### SUPPLIED MATERIAL ###

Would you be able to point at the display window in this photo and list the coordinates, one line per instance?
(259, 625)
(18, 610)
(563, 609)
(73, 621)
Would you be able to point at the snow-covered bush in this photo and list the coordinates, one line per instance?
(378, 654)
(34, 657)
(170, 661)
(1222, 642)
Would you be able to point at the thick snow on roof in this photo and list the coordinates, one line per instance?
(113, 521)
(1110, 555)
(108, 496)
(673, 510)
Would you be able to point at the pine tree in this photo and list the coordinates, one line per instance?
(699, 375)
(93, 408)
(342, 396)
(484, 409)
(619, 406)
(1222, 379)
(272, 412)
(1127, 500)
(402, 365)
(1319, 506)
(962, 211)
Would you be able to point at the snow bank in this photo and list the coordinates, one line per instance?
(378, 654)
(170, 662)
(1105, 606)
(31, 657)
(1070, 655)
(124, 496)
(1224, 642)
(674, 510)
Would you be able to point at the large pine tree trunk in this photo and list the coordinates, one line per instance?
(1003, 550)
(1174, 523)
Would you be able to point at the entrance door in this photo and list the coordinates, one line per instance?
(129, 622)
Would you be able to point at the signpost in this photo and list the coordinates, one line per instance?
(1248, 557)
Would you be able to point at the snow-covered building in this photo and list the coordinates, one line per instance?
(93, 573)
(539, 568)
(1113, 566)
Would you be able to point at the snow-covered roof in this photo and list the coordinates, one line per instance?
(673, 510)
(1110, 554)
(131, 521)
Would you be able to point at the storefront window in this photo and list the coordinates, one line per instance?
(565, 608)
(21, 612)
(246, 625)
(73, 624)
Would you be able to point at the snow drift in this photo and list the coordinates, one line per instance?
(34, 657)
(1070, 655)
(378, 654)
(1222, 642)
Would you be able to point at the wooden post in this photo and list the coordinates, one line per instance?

###
### SUPPLIED MATERIAL ###

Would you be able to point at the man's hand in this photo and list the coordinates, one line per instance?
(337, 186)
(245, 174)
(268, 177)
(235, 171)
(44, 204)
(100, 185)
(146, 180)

###

Your answer should consist solely of the lines above from the line with "Would you be able to point at the entrance" to the line with "Would you be able to point at the wooden", both included, reproduced exactly.

## SOLUTION BELOW:
Would you be able to point at the entrance door in this photo and list the coordinates, one line per instance?
(129, 622)
Would you be able to point at the signpost in this photo and list the coordinates, one line per instance?
(1248, 557)
Would you be able to point at the snow-covered building in this photo and list the coordinates, one line per instance?
(93, 573)
(539, 568)
(1113, 566)
Would you be able to point at the snow-covered roof in this photo and list the coordinates, one line per instance?
(673, 510)
(1110, 554)
(131, 521)
Would you be able to point at the storefront window in this photo and list the coordinates, one line per instance?
(565, 608)
(21, 612)
(246, 625)
(73, 624)
Would you be able to point at the snow drift in this photo and list the coordinates, one line per instance?
(34, 657)
(1070, 655)
(378, 654)
(1222, 642)
Would you be able to point at the wooden post in this photo and list the coordinates, one line per instance?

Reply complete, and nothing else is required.